*Document section*
The pump price of Premium Motor Spirit (PMS), commonly known as petrol, could drop to N300 per litre once local production ramps up significantly, according to operators of modular refineries.

This projection hinges on the provision of sufficient crude oil to domestic refiners, which they say would undercut the exorbitant costs currently imposed by foreign refineries.

Speaking under the aegis of the Crude Oil Refinery Owners Association of Nigeria (CORAN), the refiners stressed the urgency for the government to ensure a steady supply of crude oil to local processing plants.

They argue that the reliance on imported petroleum products has been economically disadvantageous for Nigeria.

Eche Idoko, Publicity Secretary of CORAN, emphasized that the current high costs could be mitigated by boosting local production.

“If we begin to produce PMS in large volumes and ensure adequate crude oil supply, the pump price could be reduced to N300 per litre. This would prevent Nigerians from paying nearly N700 per litre and stop foreign refiners from profiting excessively at our expense,” Idoko stated.

The potential price drop follows the model seen with diesel, which experienced a significant price reduction once the Dangote Petroleum Refinery began its production.

“Diesel prices dropped from N1,700-N1,800 per litre to N1,200 per litre after Dangote started producing. This is a clear indication that local production can drastically reduce costs,” Idoko explained.

In a previous statement, Africa’s richest man, Aliko Dangote, affirmed that Nigeria would cease importing petrol by June 2024 due to the Dangote Refinery’s capacity to meet local demand.

Dangote also expressed confidence in the refinery’s ability to cater to West Africa’s diesel and aviation fuel needs.

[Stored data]

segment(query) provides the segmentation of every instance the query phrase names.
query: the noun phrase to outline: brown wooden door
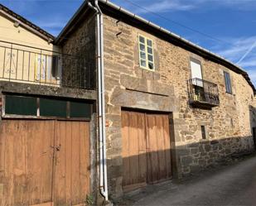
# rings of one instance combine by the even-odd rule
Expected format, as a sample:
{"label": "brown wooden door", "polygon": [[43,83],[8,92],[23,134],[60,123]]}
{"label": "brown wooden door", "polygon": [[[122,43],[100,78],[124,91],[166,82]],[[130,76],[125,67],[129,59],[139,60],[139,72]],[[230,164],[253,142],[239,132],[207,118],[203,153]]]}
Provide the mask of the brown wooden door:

--

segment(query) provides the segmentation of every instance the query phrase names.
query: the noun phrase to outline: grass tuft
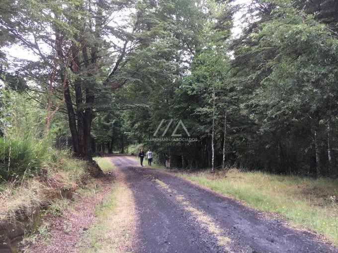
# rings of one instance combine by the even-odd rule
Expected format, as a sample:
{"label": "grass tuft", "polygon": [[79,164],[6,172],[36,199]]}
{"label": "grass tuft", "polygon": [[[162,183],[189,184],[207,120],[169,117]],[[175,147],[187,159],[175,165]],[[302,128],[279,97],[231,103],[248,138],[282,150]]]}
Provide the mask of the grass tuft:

* * *

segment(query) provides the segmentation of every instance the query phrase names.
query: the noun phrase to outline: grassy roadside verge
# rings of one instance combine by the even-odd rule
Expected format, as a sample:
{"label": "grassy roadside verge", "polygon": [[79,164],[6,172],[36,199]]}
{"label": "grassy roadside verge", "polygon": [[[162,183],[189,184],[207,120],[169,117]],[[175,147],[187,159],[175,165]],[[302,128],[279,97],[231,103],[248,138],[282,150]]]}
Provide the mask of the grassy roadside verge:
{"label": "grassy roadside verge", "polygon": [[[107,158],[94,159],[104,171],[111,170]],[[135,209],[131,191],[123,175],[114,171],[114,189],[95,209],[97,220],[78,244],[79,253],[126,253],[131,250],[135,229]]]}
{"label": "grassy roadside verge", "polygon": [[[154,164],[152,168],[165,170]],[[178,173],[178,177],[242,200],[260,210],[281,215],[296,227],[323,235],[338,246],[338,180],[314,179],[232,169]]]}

*Stated task 1*
Reproduce the article on Nigerian petrol prices in full, word for word.
*Stated task 2*
Gather each line of the records that contains the string "brown", and copy those lines.

*Complete response 1*
The pump price of Premium Motor Spirit (PMS), commonly known as petrol, could drop to N300 per litre once local production ramps up significantly, according to operators of modular refineries.

This projection hinges on the provision of sufficient crude oil to domestic refiners, which they say would undercut the exorbitant costs currently imposed by foreign refineries.

Speaking under the aegis of the Crude Oil Refinery Owners Association of Nigeria (CORAN), the refiners stressed the urgency for the government to ensure a steady supply of crude oil to local processing plants.

They argue that the reliance on imported petroleum products has been economically disadvantageous for Nigeria.

Eche Idoko, Publicity Secretary of CORAN, emphasized that the current high costs could be mitigated by boosting local production.

“If we begin to produce PMS in large volumes and ensure adequate crude oil supply, the pump price could be reduced to N300 per litre. This would prevent Nigerians from paying nearly N700 per litre and stop foreign refiners from profiting excessively at our expense,” Idoko stated.

The potential price drop follows the model seen with diesel, which experienced a significant price reduction once the Dangote Petroleum Refinery began its production.

“Diesel prices dropped from N1,700-N1,800 per litre to N1,200 per litre after Dangote started producing. This is a clear indication that local production can drastically reduce costs,” Idoko explained.

In a previous statement, Africa’s richest man, Aliko Dangote, affirmed that Nigeria would cease importing petrol by June 2024 due to the Dangote Refinery’s capacity to meet local demand.

Dangote also expressed confidence in the refinery’s ability to cater to West Africa’s diesel and aviation fuel needs.

*Complete response 2*
query: the noun phrase to outline: brown wooden door
{"label": "brown wooden door", "polygon": [[43,83],[8,92],[23,134],[60,123]]}
{"label": "brown wooden door", "polygon": [[[122,43],[100,78],[124,91],[166,82]],[[130,76],[125,67],[129,59],[139,60],[139,72]],[[230,164],[253,142],[239,132],[207,118],[203,153]]]}
Provide the mask of the brown wooden door:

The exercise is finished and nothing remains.